§ Document passage
BEGIN

# My first heated night box for leopards



## Jtort (Sep 2, 2014)

Sooo..... I've built my first heated night box for my leopards (with my husbands help ). It was our first time building anything really. It wasn't too bad thanks to Tom and Heather's threads. There were a few mistakes we made but somehow made them work out. I'll point them out in this thread in case they can help anyone else avoid them.

My box is 4 x 4 x 2 with a 12"(H) x 18"(W) door.

Materials:

4 - 4'x8' sheets of plywood
2 - 4'x8' sheets of 1.5" foam insulation
7 - 8 feet long 2"x4"s (not including any to be used as stilts)
3 - 8 feet long 2"x2"s
3 hinges for the lid
2 hinges for the door
sliding lock for the door
screws
silicone
vinyl
weatherstrip
vinyl tiles
primer
paint

This is how we started. We started with a 48"x48" piece of plywood and screwed the 2x4s along the edges. One edge has part 2x4 part 2x2 (not completely screwed in in the picture). The 2x2 is where the door will be.

This was the first mistake we made. The 2x4 along the right side of the picture should have come all the way to the edge of the right wall. We made it so the 2x2 touches the right wall. This left a gap above the 2x2 that we had to fix later.

Once we had the 2x4s and the 2x2 screwed into the bottom plywood, we started screwing in the walls, the vertical supporting 2x4s, finally the top horizontal 2x4s.







Here is the insulation inside the walls. You can see the little gap at the bottom right corner from our mistake 

We added the floor insulation and plywood for the floor before screwing in the inside walls.

In the picture below you can see that for some of the vertical edges there is no 2x4 available to screw the inside wall down. So we screwed the inside walls in this order: left, front (door), right and back. This way the left inside wall is held in place by the screws along the horizontal 2x4s and also by the front and back inside walls. Hope this makes sense...

END

§ Information provided
BEGIN

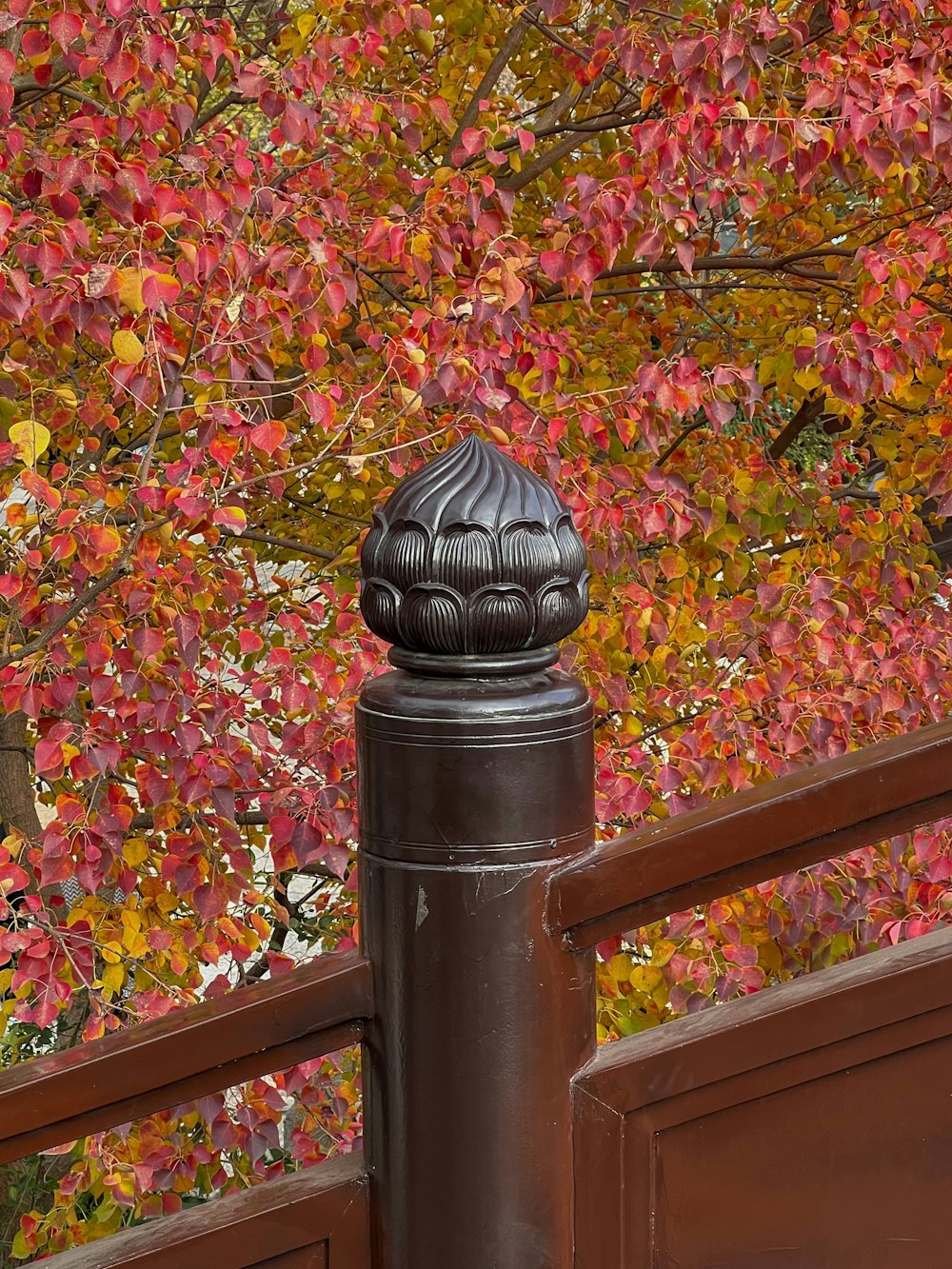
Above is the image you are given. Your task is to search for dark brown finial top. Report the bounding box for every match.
[361,435,587,668]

END

§ Stated goal A
From the heated night box thread, list every item in the materials list that comes with a number in front of it, along with that number.
§ Stated goal B
Carry on the heated night box thread, picking up right after its last sentence.

§ Reply A
4 sheets of 4'x8' plywood
2 sheets of 4'x8' 1.5" foam insulation
7 2"x4"s, 8 feet long (not counting any used as stilts)
3 2"x2"s, 8 feet long
3 hinges for the lid
2 hinges for the door

§ Reply B
Another mistake we made was not buying a jig saw. It would have made our door opening a lot "cleaner." Since this was literally the first of anything we've ever built, we had to buy a circular saw. We didn't think of buying a jig saw until after we had already cut the plywood for the wall with the door opening...











For the lid, we used 2x2s to go between the 2 plywoods and around the insulation board:






Another mistake we made was that we cut the 2x4s 48", after adding the walls the width was actually 49" Since the plywood is only 48" wide, our lid is too small by half an inch on each side. We're going to use roof flashing on these sides.







That extra inch also created a gap at the back of the lid. I don't think this will be a big problem to keep the cold out since the lid does fit well over the house and will sit on weather strip all around (not shown in the pictures). 







The floor has vinyl tile and I used clear silicone to seal between all the joins and edges. I put 6" of the vinyl tile on the walls. I started using white silicone sealing all the gaps/corners but when I ran out, I used the clear silicone. I liked the white over the clear because it was easier to see what I had already sealed and if there was anything I missed.






Primered and painted the outside:






I am waiting to get the mini oil filled radiator heater I ordered to make a little compartment for it. I had ordered from TechCrazy but they were out of stock, so I ordered one from Best Buy.

I also added vinyl flaps for the doorway and handles on the sides to make moving it easier (if we ever need to move it).

Feel free to add any suggestions that could have made it better or ask any questions


----------



## Peytons torts (Sep 2, 2014)

That looks awesome good job )


----------



## TeguBuzz (Sep 3, 2014)

Looks pretty nice.


----------



## wellington (Sep 3, 2014)

I think you did a great job for your first ever build. My only suggestion, is to put some dirt or coconut coir over the floor. That floor will be slippery for them and could cause their legs to not developed properly or cause them some walking issues down the road. Other then that, good job.
Love your outdoor grill kitchen too


----------



## Jodie (Sep 3, 2014)

Very nice.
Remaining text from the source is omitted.